+++ TEKS SUMBER +++

Bagaimana
mungkin Allah mau mendengar jeritan orang miskin, di saat bersamaan begitu
banyak orang di dekatnya tidak mau peduli, tanya Paus Fransiskus. Orang harus
melakukan “hening kembali ke hati nurani yang dalam untuk memahami apakah kita
benar-benar mampu mendengarkan jeritan orang miskin,” ungkap Paus Fransiskus
dalam pesan untuk Hari Orang Miskin Sedunia.
Peringatan
Paus Fransiskus ini menjadi momen refleksi disertai tindakan konkret memberi orang
Kristen kesempatan untuk mengikuti teladan Kristus dan secara konkret pula
berbagi momen cinta, harapan dan rasa hormat bersama dengan orang-orang yang
membutuhkan di tengah masyarakat, ujar Paus Fransiskus pada perayaan pesta St.
Antonius Padua, pelindung orang miskin.
Hari
Orang Miskin Sedunia diperingati setiap tahun pada Minggu Biasa XXXIII yang
akan dirayakan pada 18 November tahun ini dan berfokus pada Mazmur 34, “Orang
miskin ini berseru dan Tuhan mendengar.”
“Kita
bisa bertanya pada diri sendiri, bagaimana tangisan ini, yang menjangkau sampai
ke Tuhan, tidak mampu menembus telinga kita dan membuat kita tidak peduli dan
tidak tergerak hati?” Paus Fransiskus bertanya lebih lanjut dalam pesannya. Untuk
menyadari penderitaan sesama dan tahu cara terbaik untuk menanggapi dengan
cinta, orang harus belajar untuk diam dan mendengarkan, jelas Paus Fransiskus.
“Jika
kita banyak berbicara sendiri, kita tidak akan dapat mendengarnya,” urai Paus
Fransiskus. Itulah yang sering terjadi ketika inisiatif yang penting dan
dibutuhkan dilakukan lebih sebagai cara untuk menyenangkan diri sendiri “daripada
benar-benar mengakui jeritan orang miskin,” ungkapnya.

+++ INFORMASI YANG DIBERIKAN +++

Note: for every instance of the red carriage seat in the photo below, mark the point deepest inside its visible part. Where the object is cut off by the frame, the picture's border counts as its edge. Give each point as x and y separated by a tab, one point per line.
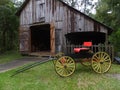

+++

(YANG HARUS DIKERJAKAN):
[1] Tentukan apakah setiap pernyataan berikut sesuai dengan teks sumber, lalu jawab ya atau tidak disertai kutipan persis kata-kata yang menentukan: (a) Hari Orang Miskin Sedunia tahun ini dirayakan pada 18 November. (b) Peringatan tersebut berfokus pada Mazmur 23. (c) Santo Antonius Padua disebut sebagai pelindung orang miskin.
[2] Menurut teks sumber, apa yang harus dipelajari orang agar dapat menyadari penderitaan sesama dan tahu cara terbaik untuk menanggapinya dengan cinta?
[3] Tuliskan kembali dengan persis bagian teks sumber yang dimulai pada kata-kata "Antonius Padua, pelindung" dan berhenti setelah "jelas Paus Fransiskus.".
Baris-baris di atas merupakan bahan tersendiri yang terpisah dari teks sumber.

(JAWABAN TIAP TUGAS):
[1]
(a) Ya: "akan dirayakan pada 18 November tahun ini"
(b) Tidak: "berfokus pada Mazmur 34"
(c) Ya: "St. Antonius Padua, pelindung orang miskin"

[2] Orang harus belajar untuk diam dan mendengarkan.

[3]
Antonius Padua, pelindung orang miskin.
Hari
Orang Miskin Sedunia diperingati setiap tahun pada Minggu Biasa XXXIII yang
akan dirayakan pada 18 November tahun ini dan berfokus pada Mazmur 34, “Orang
miskin ini berseru dan Tuhan mendengar.”
“Kita
bisa bertanya pada diri sendiri, bagaimana tangisan ini, yang menjangkau sampai
ke Tuhan, tidak mampu menembus telinga kita dan membuat kita tidak peduli dan
tidak tergerak hati?” Paus Fransiskus bertanya lebih lanjut dalam pesannya. Untuk
menyadari penderitaan sesama dan tahu cara terbaik untuk menanggapi dengan
cinta, orang harus belajar untuk diam dan mendengarkan, jelas Paus Fransiskus.